課題
**a)** アリラン物語の本文によると、語り手はもともといつまでに家に帰るつもりだったか。
**b)** アリラン物語の本文から、ママさんが口にしたかぎかっこ内のせりふをすべて挙げよ。
**c)** アリラン物語の本文を、最後の一文に続けて書き進めよ。

忘備録(110)『アリラン物語』第5話
忘備録(109)『アリラン物語』第4話 からの続きです。
◆この記事の内容:韓国系エステの従業員が突然、店からいなくなった話を書いています。
(注意)内容は18歳以上向けです。
ママさんからのアカスリのオッファー
韓国アカスリ店「アリラン」のママさんの長い話を聞かされているうちに、昼になってしまった。午前中には家に帰るつもりだったのに。。
ママは、
「あたし、シャワー浴びる。それからご飯つくるから。それ、食べてから帰ったらいいよ。」
アカスリ店なので、当然ながらシャワーあり、さらに、なぜかユニットバスが設置されたルーム(いわゆるお風呂)もある。昔、ヤ〇〇の事務所だったので、若い衆が使っていたのだろう。
泊まらせてもらうには自分にとっては都合の良いアカスリ店だ。
ママさんのシャワーが終わったら僕もアカスリルームのシャワーを使わせてもらおう。その間に、ママさんがご飯を作ってくれるから、ちょうどいい時間になるはずだ。
なんかやばいなあ。。ママゴトになってきたよ。
そのアカスリ店の従業員の待機部屋で、持参した自分のノートパソコンを使って仕事をしながら待っていた。すると、ママが半分裸の状態(パンツだけで上は裸)で突然入って来た。
「げっ!何?どうしたん?」
「あんた、アカスリ、やってあげる。」
「今日は要らないよ。もう、この前、やってもらったし。」
「なんで?、ご飯食べる前に、普通、身体綺麗にするでしょ。」
「ごめん、ほんとにいいよ。お腹減ったし、すぐご飯たべたい。今度やってちょーだい。」

エントリー一覧

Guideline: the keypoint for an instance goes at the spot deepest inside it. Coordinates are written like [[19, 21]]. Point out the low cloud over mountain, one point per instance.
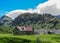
[[50, 7]]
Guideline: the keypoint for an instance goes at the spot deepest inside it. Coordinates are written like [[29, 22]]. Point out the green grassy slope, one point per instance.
[[9, 38]]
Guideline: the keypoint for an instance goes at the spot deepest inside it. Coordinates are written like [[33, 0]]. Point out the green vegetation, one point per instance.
[[9, 38], [37, 21]]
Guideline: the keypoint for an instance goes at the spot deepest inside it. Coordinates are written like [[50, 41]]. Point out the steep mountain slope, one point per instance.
[[38, 21], [5, 20]]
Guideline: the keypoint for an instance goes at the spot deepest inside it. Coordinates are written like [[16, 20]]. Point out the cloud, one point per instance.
[[50, 7]]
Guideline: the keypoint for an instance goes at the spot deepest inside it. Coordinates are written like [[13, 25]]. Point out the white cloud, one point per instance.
[[50, 7]]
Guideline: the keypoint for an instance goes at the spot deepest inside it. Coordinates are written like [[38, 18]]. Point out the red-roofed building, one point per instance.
[[23, 30]]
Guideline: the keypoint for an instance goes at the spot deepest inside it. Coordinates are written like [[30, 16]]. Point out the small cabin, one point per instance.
[[21, 30]]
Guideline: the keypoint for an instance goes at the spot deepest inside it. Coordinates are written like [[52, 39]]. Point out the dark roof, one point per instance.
[[24, 28]]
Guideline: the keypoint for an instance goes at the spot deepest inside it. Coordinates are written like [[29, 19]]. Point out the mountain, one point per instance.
[[50, 7], [5, 20], [37, 21]]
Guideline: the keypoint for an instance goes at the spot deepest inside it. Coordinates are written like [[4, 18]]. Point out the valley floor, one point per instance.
[[42, 38]]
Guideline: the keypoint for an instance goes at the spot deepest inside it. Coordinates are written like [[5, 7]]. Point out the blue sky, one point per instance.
[[9, 5]]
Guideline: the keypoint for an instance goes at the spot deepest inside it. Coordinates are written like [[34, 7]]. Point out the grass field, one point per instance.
[[44, 38]]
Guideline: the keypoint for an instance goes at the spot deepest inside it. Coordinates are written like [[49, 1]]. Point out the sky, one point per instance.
[[9, 5]]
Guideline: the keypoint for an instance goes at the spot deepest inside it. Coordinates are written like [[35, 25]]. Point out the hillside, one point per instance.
[[37, 21], [9, 38]]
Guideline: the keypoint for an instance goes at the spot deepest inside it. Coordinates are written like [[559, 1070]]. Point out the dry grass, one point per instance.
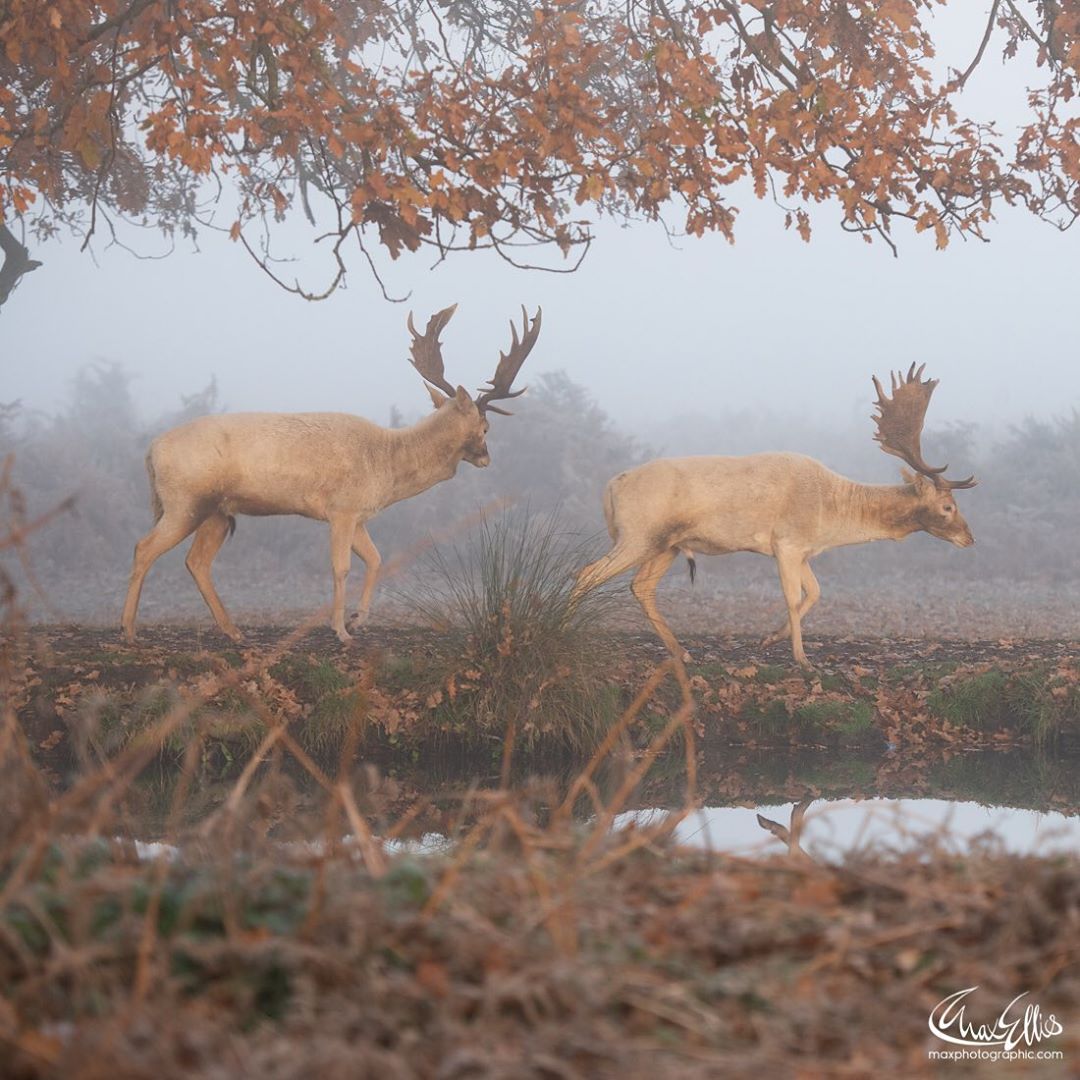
[[288, 937]]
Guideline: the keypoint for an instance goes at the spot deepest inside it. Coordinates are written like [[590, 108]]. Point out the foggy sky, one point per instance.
[[651, 331], [652, 328]]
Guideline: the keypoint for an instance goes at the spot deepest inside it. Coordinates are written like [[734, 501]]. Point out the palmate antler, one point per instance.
[[428, 351], [900, 420], [510, 364]]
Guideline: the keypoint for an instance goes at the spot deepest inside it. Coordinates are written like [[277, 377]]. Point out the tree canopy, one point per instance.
[[460, 124]]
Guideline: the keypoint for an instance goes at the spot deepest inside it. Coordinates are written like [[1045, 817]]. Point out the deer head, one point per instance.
[[428, 360], [900, 420]]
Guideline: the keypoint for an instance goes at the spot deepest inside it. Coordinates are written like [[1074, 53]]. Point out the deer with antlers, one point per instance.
[[785, 505], [331, 467]]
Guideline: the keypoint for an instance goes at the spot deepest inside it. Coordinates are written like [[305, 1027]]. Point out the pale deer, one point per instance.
[[332, 467], [785, 505]]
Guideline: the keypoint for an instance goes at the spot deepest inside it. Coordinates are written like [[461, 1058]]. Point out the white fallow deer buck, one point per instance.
[[331, 467], [785, 505]]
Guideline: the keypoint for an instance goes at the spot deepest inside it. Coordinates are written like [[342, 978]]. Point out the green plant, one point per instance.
[[525, 659]]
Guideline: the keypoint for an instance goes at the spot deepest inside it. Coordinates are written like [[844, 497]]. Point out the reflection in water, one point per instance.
[[833, 826]]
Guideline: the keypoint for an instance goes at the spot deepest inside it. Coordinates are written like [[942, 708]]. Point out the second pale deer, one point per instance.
[[332, 467], [781, 504]]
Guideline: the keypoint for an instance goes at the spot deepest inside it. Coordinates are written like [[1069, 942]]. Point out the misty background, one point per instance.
[[658, 345]]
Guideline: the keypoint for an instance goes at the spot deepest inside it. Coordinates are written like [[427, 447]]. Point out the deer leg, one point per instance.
[[210, 536], [365, 549], [811, 593], [644, 589], [341, 534], [791, 582], [170, 530]]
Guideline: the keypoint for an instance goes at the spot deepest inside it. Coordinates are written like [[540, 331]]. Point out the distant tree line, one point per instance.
[[556, 454]]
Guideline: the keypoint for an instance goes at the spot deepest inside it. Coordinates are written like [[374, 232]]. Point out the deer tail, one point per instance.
[[156, 505], [690, 562]]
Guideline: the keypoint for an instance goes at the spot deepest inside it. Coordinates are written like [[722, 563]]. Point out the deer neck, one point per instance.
[[423, 455], [880, 512]]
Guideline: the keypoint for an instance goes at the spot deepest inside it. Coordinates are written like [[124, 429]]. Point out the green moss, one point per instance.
[[980, 701], [770, 719]]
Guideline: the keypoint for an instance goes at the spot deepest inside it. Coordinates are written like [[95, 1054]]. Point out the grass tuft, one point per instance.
[[525, 658]]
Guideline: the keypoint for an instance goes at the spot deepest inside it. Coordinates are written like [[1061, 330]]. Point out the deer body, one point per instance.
[[785, 505], [759, 502], [332, 467], [260, 462]]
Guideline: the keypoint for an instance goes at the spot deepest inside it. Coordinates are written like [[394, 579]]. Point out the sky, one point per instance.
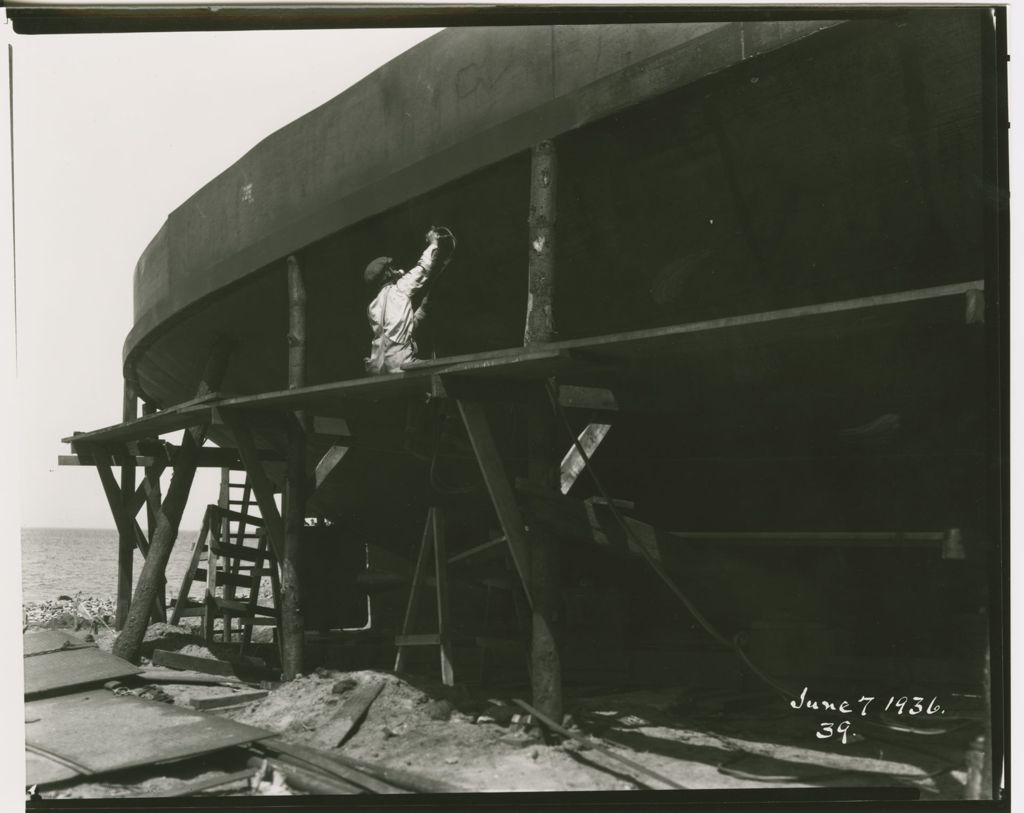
[[112, 132]]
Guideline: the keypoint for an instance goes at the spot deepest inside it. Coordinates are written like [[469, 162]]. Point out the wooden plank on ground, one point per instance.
[[349, 716], [165, 675], [100, 732], [43, 769], [75, 664], [50, 640], [222, 700], [209, 666]]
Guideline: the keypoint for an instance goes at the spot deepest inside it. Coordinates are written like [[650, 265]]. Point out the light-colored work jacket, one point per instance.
[[394, 321]]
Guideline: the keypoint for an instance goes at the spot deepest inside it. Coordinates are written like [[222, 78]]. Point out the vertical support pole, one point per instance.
[[414, 590], [152, 579], [540, 289], [543, 467], [130, 640], [440, 573], [126, 541], [292, 623], [153, 498]]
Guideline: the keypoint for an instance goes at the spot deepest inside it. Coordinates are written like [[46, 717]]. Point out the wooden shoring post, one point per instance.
[[415, 588], [126, 536], [292, 623], [543, 462], [440, 574], [125, 522], [153, 499], [541, 280], [152, 579]]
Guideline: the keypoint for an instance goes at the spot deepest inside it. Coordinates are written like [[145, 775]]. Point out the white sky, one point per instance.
[[111, 133]]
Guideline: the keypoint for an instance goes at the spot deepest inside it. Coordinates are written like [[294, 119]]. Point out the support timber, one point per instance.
[[152, 579], [543, 466], [126, 536], [292, 623]]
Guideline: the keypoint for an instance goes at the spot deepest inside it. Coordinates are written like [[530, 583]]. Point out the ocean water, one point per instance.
[[66, 561]]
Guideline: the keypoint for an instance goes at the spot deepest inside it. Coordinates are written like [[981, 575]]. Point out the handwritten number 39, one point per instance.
[[828, 729]]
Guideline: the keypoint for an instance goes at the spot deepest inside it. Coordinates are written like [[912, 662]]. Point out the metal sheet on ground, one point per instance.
[[102, 732], [40, 769], [59, 660]]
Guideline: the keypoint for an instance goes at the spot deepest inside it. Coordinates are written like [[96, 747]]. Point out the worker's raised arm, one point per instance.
[[437, 254]]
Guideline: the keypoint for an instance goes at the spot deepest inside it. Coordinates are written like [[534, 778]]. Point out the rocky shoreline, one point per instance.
[[73, 612]]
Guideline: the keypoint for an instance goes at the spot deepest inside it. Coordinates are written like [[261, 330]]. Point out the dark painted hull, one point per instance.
[[704, 171]]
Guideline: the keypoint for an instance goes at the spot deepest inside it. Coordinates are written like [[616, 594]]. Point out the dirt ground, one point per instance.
[[471, 740]]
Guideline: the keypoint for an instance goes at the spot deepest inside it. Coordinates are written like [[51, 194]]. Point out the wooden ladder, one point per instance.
[[231, 554], [433, 539]]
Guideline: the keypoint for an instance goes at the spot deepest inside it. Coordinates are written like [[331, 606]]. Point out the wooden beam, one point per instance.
[[573, 463], [489, 545], [588, 397], [502, 496], [328, 463]]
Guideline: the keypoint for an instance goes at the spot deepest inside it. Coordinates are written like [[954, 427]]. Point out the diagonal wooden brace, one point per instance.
[[502, 494], [262, 487]]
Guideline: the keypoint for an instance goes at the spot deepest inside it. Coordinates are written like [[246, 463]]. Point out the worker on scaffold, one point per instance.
[[398, 306]]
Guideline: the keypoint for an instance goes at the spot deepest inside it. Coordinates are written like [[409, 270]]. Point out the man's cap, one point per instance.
[[442, 232], [376, 269]]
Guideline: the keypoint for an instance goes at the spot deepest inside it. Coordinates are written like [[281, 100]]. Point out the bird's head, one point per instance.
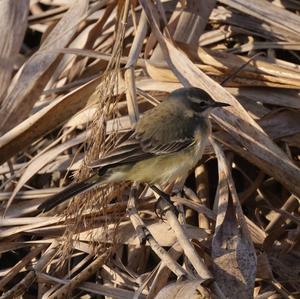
[[196, 99]]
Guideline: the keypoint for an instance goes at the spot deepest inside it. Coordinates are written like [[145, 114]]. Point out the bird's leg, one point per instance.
[[164, 202]]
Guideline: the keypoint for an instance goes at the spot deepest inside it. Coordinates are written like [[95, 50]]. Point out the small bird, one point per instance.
[[166, 143]]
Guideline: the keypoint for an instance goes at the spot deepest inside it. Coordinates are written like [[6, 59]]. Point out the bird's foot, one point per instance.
[[164, 203]]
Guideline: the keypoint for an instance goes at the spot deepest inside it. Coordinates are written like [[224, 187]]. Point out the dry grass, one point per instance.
[[75, 75]]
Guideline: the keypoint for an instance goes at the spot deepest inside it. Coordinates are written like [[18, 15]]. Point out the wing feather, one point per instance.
[[175, 133]]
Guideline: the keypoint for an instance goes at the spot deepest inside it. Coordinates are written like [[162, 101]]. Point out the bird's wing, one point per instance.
[[173, 134]]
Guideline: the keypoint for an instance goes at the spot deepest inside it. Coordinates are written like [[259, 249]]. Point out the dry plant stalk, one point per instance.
[[83, 74]]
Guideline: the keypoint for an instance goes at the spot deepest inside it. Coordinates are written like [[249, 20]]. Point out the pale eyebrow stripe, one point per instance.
[[195, 100]]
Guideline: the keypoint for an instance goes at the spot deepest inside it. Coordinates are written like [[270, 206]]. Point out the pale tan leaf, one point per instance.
[[13, 23], [33, 76]]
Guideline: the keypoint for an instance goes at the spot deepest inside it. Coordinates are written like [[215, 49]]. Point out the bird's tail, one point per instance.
[[69, 192]]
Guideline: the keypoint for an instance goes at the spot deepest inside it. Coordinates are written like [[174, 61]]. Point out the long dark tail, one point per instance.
[[69, 192]]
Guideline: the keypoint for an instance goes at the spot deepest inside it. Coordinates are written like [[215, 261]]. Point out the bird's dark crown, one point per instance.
[[196, 98]]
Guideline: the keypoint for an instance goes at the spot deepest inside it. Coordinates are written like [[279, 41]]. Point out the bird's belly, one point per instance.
[[166, 168]]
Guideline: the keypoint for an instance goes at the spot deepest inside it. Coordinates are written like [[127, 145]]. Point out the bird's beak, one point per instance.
[[219, 104]]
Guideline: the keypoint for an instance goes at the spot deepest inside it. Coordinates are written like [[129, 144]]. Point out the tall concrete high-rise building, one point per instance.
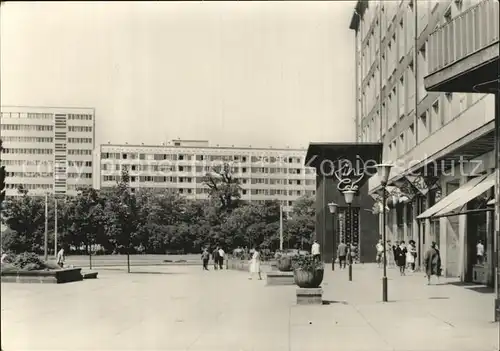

解答一覧
**a)** 午前中

**b)**
- 「あたし、シャワー浴びる。それからご飯つくるから。それ、食べてから帰ったらいいよ。」
- 「あんた、アカスリ、やってあげる。」
- 「なんで?、ご飯食べる前に、普通、身体綺麗にするでしょ。」

**c)**
ママは気分を害したのか、「フン!」と言って、ご飯をつくるためにキッチンへ行った。
キッチンと言っても、このアカスリ店は何年か前に以前の経営者がスナックにもやっていたので、その当時に2畳ほどの台所を即席で作ったらしい。コンロが3つ、排気ダクトもちゃんと設備されていて、それなりの料理ができる。
たった一人の従業員、リリーちゃん
ママさんは料理の手際がよく15分くらいで作って、従業員の待機室に入ってきた。
「あんた、リリー、呼んできて。あの子もまだご飯食べてないから。」
僕はリリーちゃんの部屋に行った。ママさんは唯一の従業員のリリーちゃんに特別に1つの部屋を与えている。リリーちゃんに辞められると、この店はつぶれるから。
ママさん、リリーちゃん、そして僕と部屋で遅い朝食をしながらいろいろ話した。僕はこの雰囲気が好き。なんか落ち着く。狭い部屋、小さいテープル、皆、正座しながら食べている。もし家族だったらこんな感じなのかなあ。
ママさんは、リリーちゃんに、
「この人、あたしがアカスリ、やってあげるって言ったのに、『いらん』って言うねん。」
「ママさんに丸裸でアカスリをやってもらうなんて今更ながら恥ずかしいよ。」(お客さんは紙パンツ必着です。これしないと店として違法です。)
実際、恥ずかしいというのは言い訳で、硬いタワシが自分の大事なところに当たるのを恐れているだけだ。
以前、日本橋のアカスリ店のKちゃんにアカスリをやってもらったときも、「紙パンツ要らんやろ。」って同じことをことを言われたことがある。
ママさんは、
「あんたねぇ、紙パンツもコストよ。タダじゃないのよ。」
「確かにもったいないけどな。一回使ったら捨てるからね。」
「うちの店の紙パンツはトランクスのタイプや。あれ、一番値段高い。紐パンツのタイプにしようか?」
「安いやろうけど、アカスリのとき、危ない。」
「危ないってどういうこと?」
「履いてるかわからんような小さい紙パンツ、アカスリのとき〇〇〇に当たったら痛いやんか。」
「へえ~」
「男性客は嫌がると思うで。」
お腹が痛いリリーちゃん
どうでもいい話をしていると、性格的におとなしく口数の少ないリリーちゃんが、「ちょっとお願いがあるの。。あたし、、前からちょっとお腹が痛くて。。。入院したい。」
「へぇ?」
ママさんも僕も驚いた。リリーちゃんから何かを話したり、打ち明けることは珍しい。ママさんはリリーが店を辞めるかもしれないと思って、すごく心配顔になった。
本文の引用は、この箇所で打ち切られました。